What you have to do:
Of the records that follow, copy only the lines from the line containing "box: [59, 90, 261, 186]" to the line containing "positive clicks: (66, 139) (68, 158)", both included, exactly as written.

Supplied records:
== == ==
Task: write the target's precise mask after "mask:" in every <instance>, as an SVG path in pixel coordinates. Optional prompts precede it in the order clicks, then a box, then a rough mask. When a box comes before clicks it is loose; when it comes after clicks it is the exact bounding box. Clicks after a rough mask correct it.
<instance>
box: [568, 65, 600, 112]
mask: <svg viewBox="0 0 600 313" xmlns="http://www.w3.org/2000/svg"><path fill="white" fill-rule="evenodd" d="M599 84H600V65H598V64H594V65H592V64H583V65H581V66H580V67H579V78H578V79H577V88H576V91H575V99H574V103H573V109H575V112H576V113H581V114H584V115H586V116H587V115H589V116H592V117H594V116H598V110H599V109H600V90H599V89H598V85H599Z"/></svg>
== == ==
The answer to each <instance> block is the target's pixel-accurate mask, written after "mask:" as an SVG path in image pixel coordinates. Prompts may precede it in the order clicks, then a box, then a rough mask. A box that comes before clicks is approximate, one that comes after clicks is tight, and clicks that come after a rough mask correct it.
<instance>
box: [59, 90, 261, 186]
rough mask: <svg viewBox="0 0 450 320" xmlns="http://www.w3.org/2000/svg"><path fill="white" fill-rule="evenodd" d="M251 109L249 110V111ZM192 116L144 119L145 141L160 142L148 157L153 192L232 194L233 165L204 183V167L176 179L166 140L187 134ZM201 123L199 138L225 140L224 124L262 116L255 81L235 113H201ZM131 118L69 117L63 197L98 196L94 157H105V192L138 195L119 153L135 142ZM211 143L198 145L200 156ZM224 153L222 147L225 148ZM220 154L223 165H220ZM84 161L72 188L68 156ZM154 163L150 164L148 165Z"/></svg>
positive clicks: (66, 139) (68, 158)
== == ==
Expected answer:
box: [59, 90, 261, 186]
rough mask: <svg viewBox="0 0 450 320" xmlns="http://www.w3.org/2000/svg"><path fill="white" fill-rule="evenodd" d="M251 109L249 110V111ZM192 116L144 119L145 141L160 142L148 157L153 192L232 194L233 165L204 183V167L176 179L166 140L187 134ZM201 123L199 138L225 140L224 124L262 116L255 81L235 113H201ZM131 118L69 117L63 197L98 196L94 157H105V192L138 195L119 153L135 142ZM211 143L198 145L200 156ZM224 153L222 147L225 148ZM220 154L223 165H220ZM84 161L72 188L68 156ZM154 163L150 164L148 165Z"/></svg>
positive clicks: (66, 139) (68, 158)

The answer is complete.